Directions for this task -> Report only the number of lines in the listing below that contain the string "shrine", matching case exactly.

Record set ->
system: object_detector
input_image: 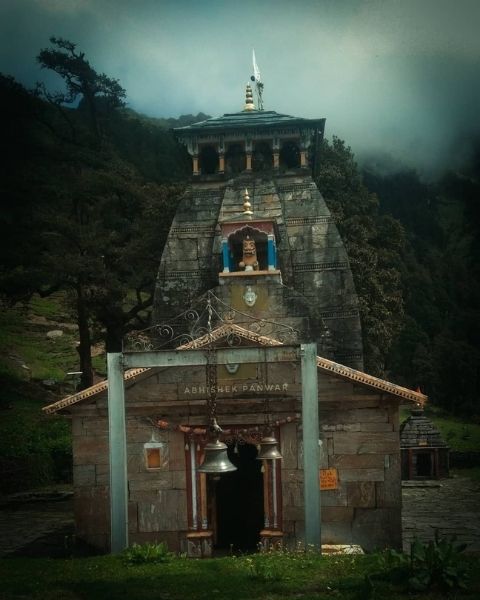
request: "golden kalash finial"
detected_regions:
[243,188,253,218]
[243,83,255,110]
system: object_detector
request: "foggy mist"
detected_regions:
[0,0,480,176]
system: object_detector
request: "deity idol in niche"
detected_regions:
[238,235,258,271]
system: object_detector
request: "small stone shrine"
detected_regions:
[44,81,433,556]
[400,408,449,479]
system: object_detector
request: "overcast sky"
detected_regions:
[0,0,480,172]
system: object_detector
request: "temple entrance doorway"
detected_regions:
[214,444,264,552]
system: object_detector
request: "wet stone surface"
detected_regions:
[0,494,74,556]
[0,477,480,558]
[402,477,480,552]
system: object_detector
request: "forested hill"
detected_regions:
[0,42,480,415]
[364,157,480,418]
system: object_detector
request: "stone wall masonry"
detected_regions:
[73,376,401,549]
[282,404,401,550]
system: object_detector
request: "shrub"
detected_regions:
[409,531,467,591]
[123,542,175,565]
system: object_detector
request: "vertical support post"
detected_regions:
[107,352,128,554]
[267,233,276,271]
[192,156,200,175]
[300,344,322,550]
[222,238,230,273]
[300,150,308,169]
[273,150,280,171]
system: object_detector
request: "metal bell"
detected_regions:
[197,438,237,473]
[257,435,283,460]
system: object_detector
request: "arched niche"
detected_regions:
[228,225,268,271]
[199,146,218,175]
[252,142,273,171]
[280,140,300,171]
[225,144,246,174]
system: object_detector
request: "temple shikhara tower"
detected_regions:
[155,86,363,369]
[44,73,426,557]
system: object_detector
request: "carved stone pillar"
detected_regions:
[300,150,308,169]
[192,156,200,176]
[273,150,280,171]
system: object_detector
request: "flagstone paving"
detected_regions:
[0,477,480,556]
[402,477,480,552]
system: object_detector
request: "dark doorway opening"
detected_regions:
[200,146,218,175]
[215,444,264,552]
[417,452,432,477]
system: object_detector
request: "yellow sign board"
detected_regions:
[320,469,338,490]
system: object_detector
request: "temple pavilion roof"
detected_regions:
[174,110,325,134]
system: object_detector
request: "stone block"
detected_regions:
[328,454,385,469]
[333,431,400,454]
[283,506,305,521]
[128,471,172,492]
[73,436,108,465]
[320,482,348,506]
[352,508,402,551]
[322,521,353,544]
[346,481,376,508]
[73,465,95,487]
[360,423,393,431]
[280,423,298,468]
[172,471,187,490]
[128,502,138,533]
[338,469,385,481]
[321,506,353,523]
[138,490,187,532]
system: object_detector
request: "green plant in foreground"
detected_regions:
[123,542,175,565]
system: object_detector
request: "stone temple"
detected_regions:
[44,86,426,556]
[155,89,363,370]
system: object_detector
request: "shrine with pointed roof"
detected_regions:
[44,77,426,556]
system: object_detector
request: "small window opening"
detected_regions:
[280,141,300,170]
[200,146,218,175]
[225,144,246,173]
[229,227,268,271]
[252,142,273,171]
[143,442,169,469]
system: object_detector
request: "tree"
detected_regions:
[367,148,480,415]
[0,71,181,387]
[37,37,126,140]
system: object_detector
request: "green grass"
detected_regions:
[0,295,78,381]
[429,415,480,452]
[0,553,480,600]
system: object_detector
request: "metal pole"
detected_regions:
[300,344,322,551]
[107,352,128,554]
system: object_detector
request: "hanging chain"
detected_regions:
[207,295,220,432]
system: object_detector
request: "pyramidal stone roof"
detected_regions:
[174,110,325,134]
[400,408,447,448]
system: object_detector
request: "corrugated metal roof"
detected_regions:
[174,110,325,135]
[42,323,427,414]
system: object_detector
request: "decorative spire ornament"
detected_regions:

Reply -> 2